DOCUMENT TEXT:
BEGIN
Feeling a mood, a beat of a heart, a tap of a foot. Feeling a touching the sky, a holding the keys or a glinting of an eye. Feelings: they come and they go. Arising… falling… A painting captures a moment, never stationary, never static. Example: Each painting of the Evolution triptych is one part of a path but neither is ending or beginning or middle. The glouriousness of Illumination (III) is only labeled as III because that is the natural progression, but the display of the images is what break them out of that progression.
As an artist, when I take on this feat of creating “art”, whatever that may be, I am, one way or another, illustrating a mood, a feeling, a moment in time that will pass and, quite often while in the midst of creation, has passed already. I may feel it in moments. Perhaps if the piece took only a few moments: was a great splash of paint on the canvas, was merely a conflagration of color or shape that took an hour, that mood can be held but what I awas working towards isn’t “holding” a mood at all. Moods are fickle and, like the wind or the river, are never the same mood twice. So, to catch a wind and hold it, shape it, pause with it, understand it, listen to it, is a feat of patience and care. It is a mastery of diligence.
END
Please extend the artist's reflection on painting and passing moods, carrying it on from its last sentence.

DATA PROVIDED:
BEGIN
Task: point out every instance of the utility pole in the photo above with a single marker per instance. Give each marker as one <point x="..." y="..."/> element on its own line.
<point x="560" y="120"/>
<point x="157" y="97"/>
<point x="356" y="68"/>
END
OUTPUT OF THE EXERCISE:
The art of being an artist is finding those moments, grasping them for long enough to follow them, explore them. In finding those moments: even if the painting you paint is “an expression of the dialectical balance of the war machine to the height of the nearest tree” there is a mood that underlies that (a mood that you can only decide for yourself.) Is it anger? A desire for Justice? Peace? Where does that mood come from? It may not even have a word yet but, still, it is something tangible, something you can taste it on the tip of your tongue like that last golden ray of afternoon sun or the perfect soft snowflake on a crisp winter day. Or like that heart wrenching pain of realization of a sense of abandonment as a child, the suddenness and silence that follows a gunshot. It is through this “mood exploration” that the meat of the painting can be coaxed forth and brought to it’s most realized conclusion.
I may want to paint a painting based on a vision but regardless of what that vision symbolizes, the intricate meanings within the objects presented, or what it explores theoretically, the important aspect is the underlying mood. Sometimes, I look back through my sketchbooks and I see a drawing that captures a mood, a sense of place in a certain moment of time. I could have been sitting in the woods, in a cafe, angry, excited, happy, anticipatory… I could have been anything. The funny thing is how, even now, the mood can change. So i think to msyelf: what is the mood I am after in what i want to create?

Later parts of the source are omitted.